WRITTEN INSTRUCTION:
Reproduce word for word the portion of the quarterly results announcement below, starting at "CALGARY, Alberta, May" and ending at "on SEDAR (www.sedar.com).".
─── TEXT BLOCK ───
CALGARY, Alberta, May 09, 2019 (GLOBE NEWSWIRE) — Chinook Energy Inc. (“our”, “we”, or “us”) (TSX: CKE) is pleased to announce our operating and financial results for the three months ended March 31, 2019 (“Q119”). Our unaudited condensed consolidated financial statements and management’s discussion and analysis for the three months ended March 31, 2019 are available on our website (www.chinookenergyinc.com) and filed on SEDAR (www.sedar.com).
- Additional Q119 egress: We obtained additional egress during Q119 that limited our exposure to the BC Station 2 benchmark. This increased the ratio of our natural gas production sold at benchmarks other than Station 2 to 87% compared to 40% during the three months ended March 31, 2018 (“Q118”). These other benchmark prices included Chicago City Gate and Alliance Trading Pool, where we receive a premium to what we would have realized had we sold our natural gas production at spot Station 2 pricing.
- $2.0 million of annual cost savings: We signed a new Calgary office space lease commencing on June 2019.
─── DATA LINES ───
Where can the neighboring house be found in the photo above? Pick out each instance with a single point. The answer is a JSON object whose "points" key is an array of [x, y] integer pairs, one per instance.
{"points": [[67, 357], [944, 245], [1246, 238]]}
───
TASK OUTPUT:
CALGARY, Alberta, May 09, 2019 (GLOBE NEWSWIRE) — Chinook Energy Inc. (“our”, “we”, or “us”) (TSX: CKE) is pleased to announce our operating and financial results for the three months ended March 31, 2019 (“Q119”). Our unaudited condensed consolidated financial statements and management’s discussion and analysis for the three months ended March 31, 2019 are available on our website (www.chinookenergyinc.com) and filed on SEDAR (www.sedar.com).